Task to carry out: Nothing but a full, exact copy of the data is needed.

Given data:
::::::

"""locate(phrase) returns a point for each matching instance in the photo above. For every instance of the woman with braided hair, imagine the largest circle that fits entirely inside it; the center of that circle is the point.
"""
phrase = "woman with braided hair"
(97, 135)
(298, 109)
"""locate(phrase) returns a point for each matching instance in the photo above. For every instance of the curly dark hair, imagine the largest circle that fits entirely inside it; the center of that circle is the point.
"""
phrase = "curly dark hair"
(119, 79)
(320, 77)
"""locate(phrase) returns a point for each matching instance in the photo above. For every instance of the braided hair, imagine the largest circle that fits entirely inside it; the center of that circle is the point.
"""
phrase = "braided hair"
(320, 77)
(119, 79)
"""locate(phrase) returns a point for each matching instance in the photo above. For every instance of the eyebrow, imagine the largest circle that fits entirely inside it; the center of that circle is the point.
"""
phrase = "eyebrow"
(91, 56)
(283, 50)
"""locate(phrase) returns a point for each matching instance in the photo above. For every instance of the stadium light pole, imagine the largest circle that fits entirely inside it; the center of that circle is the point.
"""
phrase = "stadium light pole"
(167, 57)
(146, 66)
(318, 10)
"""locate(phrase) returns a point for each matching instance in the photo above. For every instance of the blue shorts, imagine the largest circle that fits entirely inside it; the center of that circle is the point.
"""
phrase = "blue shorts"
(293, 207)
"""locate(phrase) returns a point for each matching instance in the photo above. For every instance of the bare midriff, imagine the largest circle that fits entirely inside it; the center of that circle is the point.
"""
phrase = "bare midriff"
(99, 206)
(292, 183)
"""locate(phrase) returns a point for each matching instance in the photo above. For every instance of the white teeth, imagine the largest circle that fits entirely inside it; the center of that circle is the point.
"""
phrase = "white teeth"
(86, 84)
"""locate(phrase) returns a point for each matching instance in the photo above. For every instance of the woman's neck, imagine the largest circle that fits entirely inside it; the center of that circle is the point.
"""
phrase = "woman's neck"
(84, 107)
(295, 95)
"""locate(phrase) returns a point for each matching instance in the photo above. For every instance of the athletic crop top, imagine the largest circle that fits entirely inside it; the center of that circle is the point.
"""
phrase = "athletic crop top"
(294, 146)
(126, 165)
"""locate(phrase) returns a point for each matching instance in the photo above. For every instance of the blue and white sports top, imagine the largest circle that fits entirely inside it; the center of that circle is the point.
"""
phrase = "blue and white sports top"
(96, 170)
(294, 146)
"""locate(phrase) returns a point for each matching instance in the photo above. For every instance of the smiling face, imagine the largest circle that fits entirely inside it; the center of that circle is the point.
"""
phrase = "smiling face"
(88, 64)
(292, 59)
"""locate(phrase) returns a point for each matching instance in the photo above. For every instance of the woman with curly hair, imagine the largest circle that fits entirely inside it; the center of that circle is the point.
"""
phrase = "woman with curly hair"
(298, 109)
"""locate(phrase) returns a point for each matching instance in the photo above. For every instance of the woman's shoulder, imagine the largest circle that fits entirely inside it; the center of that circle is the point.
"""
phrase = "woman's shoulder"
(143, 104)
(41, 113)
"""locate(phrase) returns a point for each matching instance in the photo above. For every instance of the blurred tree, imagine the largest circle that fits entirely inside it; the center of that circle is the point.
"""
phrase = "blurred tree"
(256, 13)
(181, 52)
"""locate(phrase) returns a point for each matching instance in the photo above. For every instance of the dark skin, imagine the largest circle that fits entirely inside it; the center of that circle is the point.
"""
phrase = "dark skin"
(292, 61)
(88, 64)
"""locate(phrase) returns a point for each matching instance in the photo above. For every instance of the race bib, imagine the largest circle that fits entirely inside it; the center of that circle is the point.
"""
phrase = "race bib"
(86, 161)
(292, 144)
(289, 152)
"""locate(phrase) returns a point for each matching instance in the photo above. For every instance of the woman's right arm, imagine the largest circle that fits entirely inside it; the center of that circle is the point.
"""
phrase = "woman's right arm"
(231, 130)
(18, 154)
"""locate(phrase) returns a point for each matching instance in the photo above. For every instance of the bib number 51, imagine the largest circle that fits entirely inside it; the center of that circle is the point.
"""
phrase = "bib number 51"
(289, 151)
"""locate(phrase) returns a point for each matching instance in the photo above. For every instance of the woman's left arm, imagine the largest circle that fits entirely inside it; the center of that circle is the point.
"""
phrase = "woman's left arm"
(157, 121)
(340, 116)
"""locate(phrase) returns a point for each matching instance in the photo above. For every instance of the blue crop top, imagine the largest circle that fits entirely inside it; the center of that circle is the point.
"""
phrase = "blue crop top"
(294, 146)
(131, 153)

::::::

The completed task:
"""locate(phrase) returns a point for each matching instance in the photo above. For every instance of the woman with braided hair, imagine the largest circle that fits entirely inside it; the center of that circle is the point.
"""
phrase = "woman with braided hair"
(97, 135)
(298, 109)
"""locate(phrase) returns a point for each matching instance in the photo above. For every instance of the curly dark hair, imagine the largest circle that fits entirely inside it; the center of that circle is the point.
"""
phrase = "curly dark hair"
(119, 79)
(320, 77)
"""locate(phrase) returns a point for each matching instance in the photo above. For every instance of the braided hair, imagine the largest circle that fits entirely inside it; the center of that circle is the point.
"""
phrase = "braided hair"
(320, 77)
(119, 79)
"""locate(phrase) returns a point for each matching instance in the photo above. For every instance of the eyebrow, imagine the largest circle that fits entirely inside it; the center of that circle is the point.
"""
phrase = "eyebrow"
(91, 56)
(283, 50)
"""locate(phrase) returns a point for each matching instance in the photo above. For every instance of the stadium light pole, imagine the largest circle that fits entirely inside it; the center of that circle is the point.
"""
phrase = "stadium light pole"
(167, 57)
(146, 66)
(318, 10)
"""locate(phrase) returns a point for each matching instance in the photo above. For every instance of the blue shorts, imagine the largest circle that fits entirely inside it; the center of that circle is the point.
"""
phrase = "blue shorts"
(293, 207)
"""locate(phrase) returns a point for each matching instance in the photo above. For every instance of the bare midriff, imagine the largest circle that fits entirely inside it; the center of that circle is the point.
"""
phrase = "bare midriff"
(99, 206)
(292, 183)
"""locate(phrase) returns a point for each matching instance in the photo above. For every instance of the white teeth, imagine the largest circle that fits entirely inside it; the center of that circle is the point.
"""
phrase = "white teeth"
(86, 84)
"""locate(phrase) returns a point for each matching instance in the photo above. For every instance of the woman's neck, imagine the largest circle that fits entirely inside it; the center of that circle is the point.
"""
phrase = "woman's neck"
(84, 107)
(295, 95)
"""locate(phrase) returns a point for each matching instance in the photo above. For every instance of the athletic crop top, imagine the largest circle that fits entirely inside it; the center of that circle is the point.
"""
phrase = "athletic crop top"
(294, 146)
(126, 165)
"""locate(phrase) returns a point for each matching instance in the photo above. For every instance of the blue and white sports top, imagine the largest circle that fits entirely inside it; the center of that circle is the point.
"""
phrase = "blue and white sports top"
(96, 170)
(294, 146)
"""locate(phrase) returns a point for each matching instance in the photo above. For every instance of the smiling face, imagine the largest circle that fits entirely inside it; the center of that circle is the point.
"""
phrase = "smiling face"
(88, 64)
(292, 59)
"""locate(phrase) returns a point for each matching instance in the photo above. For every instance of the woman with curly hair, imagine the largest circle that fits entirely inside it; the center of that circle is the point.
"""
phrase = "woman with curly hair"
(298, 109)
"""locate(phrase) returns a point for each matching instance in the photo above. For every instance of the woman's shoulder, imagine the largest circle that fits entirely inside it; the center of that circle is the point.
"""
phrase = "woman's shoulder"
(143, 104)
(41, 113)
"""locate(phrase) returns a point for each matching instance in the photo above. For every instance of the blurred tree, imagine the largest circle that fits entirely inside it; the center of that circle is the point.
"""
phrase = "blurred tree"
(256, 13)
(181, 52)
"""locate(phrase) returns a point for each matching instance in the photo above. For every instance of the dark skin, imagine the largest circle that fits entirely inside it; the center of that circle is the point.
"""
phrase = "dark skin"
(292, 61)
(88, 64)
"""locate(phrase) returns a point for each matching instance in the photo above. For every instance of the race bib, imagine the largest circle that fits entirely inside it; the center of that circle is the point.
"""
phrase = "race bib"
(86, 161)
(292, 144)
(289, 152)
"""locate(phrase) returns a point for each matching instance in the photo above. For every instance of the woman's right arm, imagine the largest circle that fits entirely inside it; the center of that circle is the point.
"""
phrase = "woman's right arm"
(231, 130)
(18, 154)
"""locate(phrase) returns a point for each matching instance in the photo above. For every instance of the bib number 51, imagine the largest circle that fits entirely inside it; the center of that circle is the point.
"""
phrase = "bib number 51"
(289, 151)
"""locate(phrase) returns a point for each matching instance in the photo above. For every instance of the woman's left arm, imagine the largest circle that fits entirely inside it; the center of that circle is the point.
"""
phrase = "woman's left arm"
(157, 121)
(340, 116)
"""locate(phrase) returns a point for each matching instance in the photo above. For every instance of the blue crop top, imagine the largest circle that fits entirely inside it; the center of that circle is the point.
"""
phrase = "blue crop top"
(294, 146)
(131, 153)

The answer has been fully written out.